(Dataset excerpts)

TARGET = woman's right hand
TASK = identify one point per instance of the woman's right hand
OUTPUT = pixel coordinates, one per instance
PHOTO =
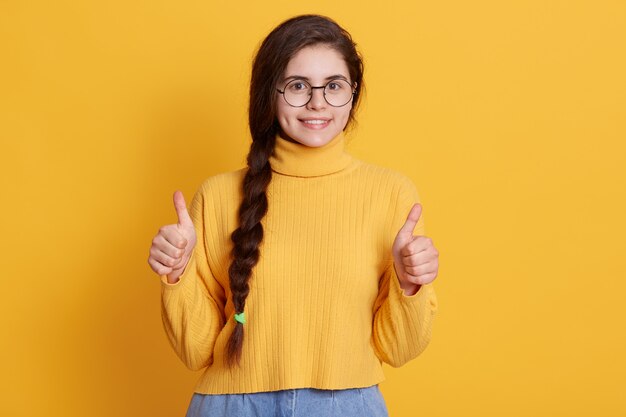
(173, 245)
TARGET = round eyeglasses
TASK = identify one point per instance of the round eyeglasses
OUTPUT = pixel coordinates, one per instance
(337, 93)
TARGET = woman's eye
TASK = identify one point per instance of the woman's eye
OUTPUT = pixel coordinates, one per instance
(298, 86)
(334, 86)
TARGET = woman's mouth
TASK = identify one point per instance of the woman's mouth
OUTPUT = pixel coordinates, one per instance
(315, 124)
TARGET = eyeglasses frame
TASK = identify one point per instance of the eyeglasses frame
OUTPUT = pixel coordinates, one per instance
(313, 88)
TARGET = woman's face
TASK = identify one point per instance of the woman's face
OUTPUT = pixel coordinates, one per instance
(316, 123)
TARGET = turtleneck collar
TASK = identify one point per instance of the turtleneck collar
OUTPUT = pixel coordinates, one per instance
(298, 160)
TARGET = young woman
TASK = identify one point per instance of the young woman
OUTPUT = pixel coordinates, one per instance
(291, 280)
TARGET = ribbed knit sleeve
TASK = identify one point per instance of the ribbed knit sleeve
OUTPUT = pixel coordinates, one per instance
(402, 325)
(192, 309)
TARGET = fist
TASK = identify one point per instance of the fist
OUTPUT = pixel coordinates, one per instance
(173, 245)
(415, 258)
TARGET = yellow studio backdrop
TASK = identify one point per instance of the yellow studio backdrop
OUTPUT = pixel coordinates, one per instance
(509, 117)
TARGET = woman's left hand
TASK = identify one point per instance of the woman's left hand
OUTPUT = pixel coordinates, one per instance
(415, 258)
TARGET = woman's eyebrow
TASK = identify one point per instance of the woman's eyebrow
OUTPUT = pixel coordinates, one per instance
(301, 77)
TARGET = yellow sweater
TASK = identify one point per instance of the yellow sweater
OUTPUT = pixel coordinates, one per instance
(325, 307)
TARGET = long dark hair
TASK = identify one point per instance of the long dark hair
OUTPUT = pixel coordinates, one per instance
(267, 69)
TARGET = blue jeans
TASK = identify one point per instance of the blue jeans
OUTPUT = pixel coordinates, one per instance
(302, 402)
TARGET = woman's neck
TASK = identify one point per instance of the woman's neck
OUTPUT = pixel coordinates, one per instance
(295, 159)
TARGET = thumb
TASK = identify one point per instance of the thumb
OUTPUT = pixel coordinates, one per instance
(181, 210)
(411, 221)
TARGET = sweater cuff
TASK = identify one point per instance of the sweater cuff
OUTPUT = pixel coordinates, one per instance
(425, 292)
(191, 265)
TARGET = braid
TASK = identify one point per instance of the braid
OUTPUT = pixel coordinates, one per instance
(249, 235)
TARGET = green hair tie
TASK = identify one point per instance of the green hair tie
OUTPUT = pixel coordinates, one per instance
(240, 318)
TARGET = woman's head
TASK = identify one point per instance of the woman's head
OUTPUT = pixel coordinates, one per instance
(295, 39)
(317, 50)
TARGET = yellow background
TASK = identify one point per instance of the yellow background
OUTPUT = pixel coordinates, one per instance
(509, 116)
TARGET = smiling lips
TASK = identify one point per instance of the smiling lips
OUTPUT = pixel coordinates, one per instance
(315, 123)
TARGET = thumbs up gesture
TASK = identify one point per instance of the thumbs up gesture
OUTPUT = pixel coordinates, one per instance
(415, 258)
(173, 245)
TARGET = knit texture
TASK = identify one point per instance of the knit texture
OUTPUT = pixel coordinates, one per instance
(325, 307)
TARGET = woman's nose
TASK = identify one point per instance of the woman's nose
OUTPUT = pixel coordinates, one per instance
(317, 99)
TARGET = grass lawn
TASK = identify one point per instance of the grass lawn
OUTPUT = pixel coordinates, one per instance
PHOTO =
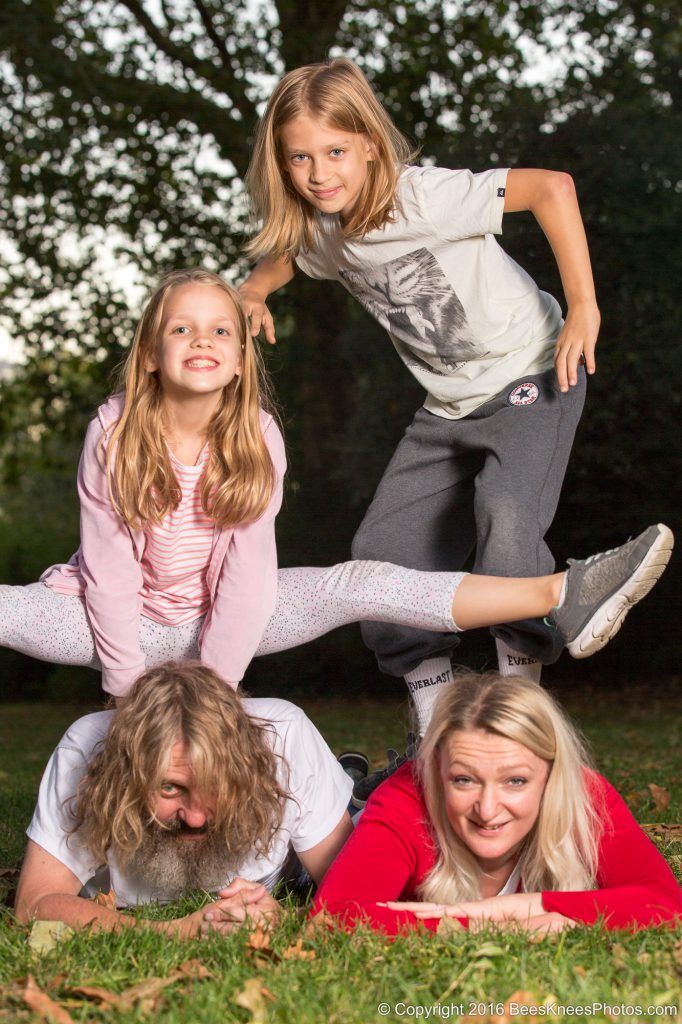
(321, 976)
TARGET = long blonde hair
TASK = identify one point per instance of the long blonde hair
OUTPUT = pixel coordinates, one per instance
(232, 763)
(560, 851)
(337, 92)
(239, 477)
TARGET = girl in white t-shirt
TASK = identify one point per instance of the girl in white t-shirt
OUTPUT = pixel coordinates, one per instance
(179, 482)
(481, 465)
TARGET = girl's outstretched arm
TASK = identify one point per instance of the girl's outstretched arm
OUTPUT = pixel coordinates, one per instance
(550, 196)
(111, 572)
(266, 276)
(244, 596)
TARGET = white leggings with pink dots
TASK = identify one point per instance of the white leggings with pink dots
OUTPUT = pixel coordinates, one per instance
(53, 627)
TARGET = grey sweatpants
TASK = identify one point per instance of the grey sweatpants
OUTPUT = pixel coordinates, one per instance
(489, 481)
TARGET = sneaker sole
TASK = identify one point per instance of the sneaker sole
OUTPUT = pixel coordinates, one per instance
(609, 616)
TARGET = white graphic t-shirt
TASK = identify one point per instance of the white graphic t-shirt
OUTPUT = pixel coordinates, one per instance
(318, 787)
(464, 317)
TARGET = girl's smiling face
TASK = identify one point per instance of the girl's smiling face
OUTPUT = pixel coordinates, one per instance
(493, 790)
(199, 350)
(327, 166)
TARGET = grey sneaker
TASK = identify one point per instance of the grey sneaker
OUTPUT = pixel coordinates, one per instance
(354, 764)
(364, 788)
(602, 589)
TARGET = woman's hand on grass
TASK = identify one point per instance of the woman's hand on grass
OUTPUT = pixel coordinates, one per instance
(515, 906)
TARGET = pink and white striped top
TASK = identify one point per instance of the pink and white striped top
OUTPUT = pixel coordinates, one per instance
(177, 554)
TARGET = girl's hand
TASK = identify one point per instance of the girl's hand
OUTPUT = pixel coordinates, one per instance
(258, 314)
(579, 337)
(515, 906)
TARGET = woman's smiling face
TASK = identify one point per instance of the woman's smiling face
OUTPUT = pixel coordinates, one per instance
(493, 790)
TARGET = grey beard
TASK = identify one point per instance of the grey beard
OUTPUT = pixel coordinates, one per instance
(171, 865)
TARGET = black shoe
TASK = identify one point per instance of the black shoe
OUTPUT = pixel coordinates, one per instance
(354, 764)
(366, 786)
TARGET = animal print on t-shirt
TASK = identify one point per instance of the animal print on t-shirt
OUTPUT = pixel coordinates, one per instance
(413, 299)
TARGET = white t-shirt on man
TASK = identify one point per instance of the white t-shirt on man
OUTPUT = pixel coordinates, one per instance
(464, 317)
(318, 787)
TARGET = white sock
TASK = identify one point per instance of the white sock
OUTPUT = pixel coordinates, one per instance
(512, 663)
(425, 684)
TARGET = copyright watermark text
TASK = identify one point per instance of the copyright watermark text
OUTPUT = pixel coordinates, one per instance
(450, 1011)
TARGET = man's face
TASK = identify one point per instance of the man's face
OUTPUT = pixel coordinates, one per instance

---

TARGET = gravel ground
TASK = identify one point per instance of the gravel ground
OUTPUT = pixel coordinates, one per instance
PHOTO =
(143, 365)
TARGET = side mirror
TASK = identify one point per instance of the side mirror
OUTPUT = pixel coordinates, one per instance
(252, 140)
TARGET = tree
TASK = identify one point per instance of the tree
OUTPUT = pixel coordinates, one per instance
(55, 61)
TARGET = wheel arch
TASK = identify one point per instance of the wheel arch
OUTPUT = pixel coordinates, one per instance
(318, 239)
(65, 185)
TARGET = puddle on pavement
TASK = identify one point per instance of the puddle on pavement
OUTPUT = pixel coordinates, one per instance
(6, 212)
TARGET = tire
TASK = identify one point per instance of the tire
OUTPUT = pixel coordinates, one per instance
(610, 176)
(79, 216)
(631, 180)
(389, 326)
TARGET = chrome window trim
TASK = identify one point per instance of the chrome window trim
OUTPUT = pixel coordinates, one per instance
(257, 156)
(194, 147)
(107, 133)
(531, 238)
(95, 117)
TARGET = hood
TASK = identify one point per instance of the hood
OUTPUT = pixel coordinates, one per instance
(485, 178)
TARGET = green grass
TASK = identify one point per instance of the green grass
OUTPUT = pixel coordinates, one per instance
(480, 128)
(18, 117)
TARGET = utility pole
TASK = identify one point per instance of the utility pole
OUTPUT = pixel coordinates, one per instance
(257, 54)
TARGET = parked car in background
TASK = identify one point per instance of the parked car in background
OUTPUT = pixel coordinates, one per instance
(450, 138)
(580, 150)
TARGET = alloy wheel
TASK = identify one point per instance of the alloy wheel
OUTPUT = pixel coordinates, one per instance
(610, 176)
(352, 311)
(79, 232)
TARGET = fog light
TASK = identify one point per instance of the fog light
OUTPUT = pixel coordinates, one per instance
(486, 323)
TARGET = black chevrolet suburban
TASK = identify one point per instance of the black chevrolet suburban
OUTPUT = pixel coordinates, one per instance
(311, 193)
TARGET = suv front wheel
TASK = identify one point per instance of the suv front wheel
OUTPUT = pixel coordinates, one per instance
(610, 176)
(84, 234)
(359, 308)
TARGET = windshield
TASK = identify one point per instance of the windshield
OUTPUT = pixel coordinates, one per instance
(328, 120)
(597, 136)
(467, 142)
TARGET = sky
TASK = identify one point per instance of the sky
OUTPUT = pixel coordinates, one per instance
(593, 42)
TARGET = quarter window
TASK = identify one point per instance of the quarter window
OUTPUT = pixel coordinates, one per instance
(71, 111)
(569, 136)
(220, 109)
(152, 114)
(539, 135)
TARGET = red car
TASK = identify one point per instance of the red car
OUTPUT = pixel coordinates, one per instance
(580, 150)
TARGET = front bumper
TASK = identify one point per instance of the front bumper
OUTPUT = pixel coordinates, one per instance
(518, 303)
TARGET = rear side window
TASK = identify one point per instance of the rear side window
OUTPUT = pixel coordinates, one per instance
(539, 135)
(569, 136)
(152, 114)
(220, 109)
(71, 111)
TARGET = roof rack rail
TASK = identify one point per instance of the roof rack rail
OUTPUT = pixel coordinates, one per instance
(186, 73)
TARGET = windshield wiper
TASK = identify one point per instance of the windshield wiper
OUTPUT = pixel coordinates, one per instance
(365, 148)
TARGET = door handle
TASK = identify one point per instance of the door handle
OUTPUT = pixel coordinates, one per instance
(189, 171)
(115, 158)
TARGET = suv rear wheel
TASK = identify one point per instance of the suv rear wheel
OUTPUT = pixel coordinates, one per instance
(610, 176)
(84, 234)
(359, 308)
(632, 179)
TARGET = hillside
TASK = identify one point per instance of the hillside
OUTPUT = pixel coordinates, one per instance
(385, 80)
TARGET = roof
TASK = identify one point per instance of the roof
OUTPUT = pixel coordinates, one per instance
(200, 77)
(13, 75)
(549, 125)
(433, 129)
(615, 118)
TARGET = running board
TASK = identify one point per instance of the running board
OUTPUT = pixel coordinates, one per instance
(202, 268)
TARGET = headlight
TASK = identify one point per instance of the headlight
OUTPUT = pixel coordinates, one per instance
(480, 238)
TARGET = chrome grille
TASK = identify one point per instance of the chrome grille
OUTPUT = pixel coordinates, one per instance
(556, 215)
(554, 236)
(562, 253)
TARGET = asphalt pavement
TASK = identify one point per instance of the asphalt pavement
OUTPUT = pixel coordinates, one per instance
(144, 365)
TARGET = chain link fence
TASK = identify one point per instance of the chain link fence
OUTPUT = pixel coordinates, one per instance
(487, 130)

### EXERCISE BRIEF
Find the word "mouth" in the entries. Copy each line that holds it.

### EXERCISE RESULT
TARGET = woman's mouth
TASK = identify one point per instance of the woman's mouth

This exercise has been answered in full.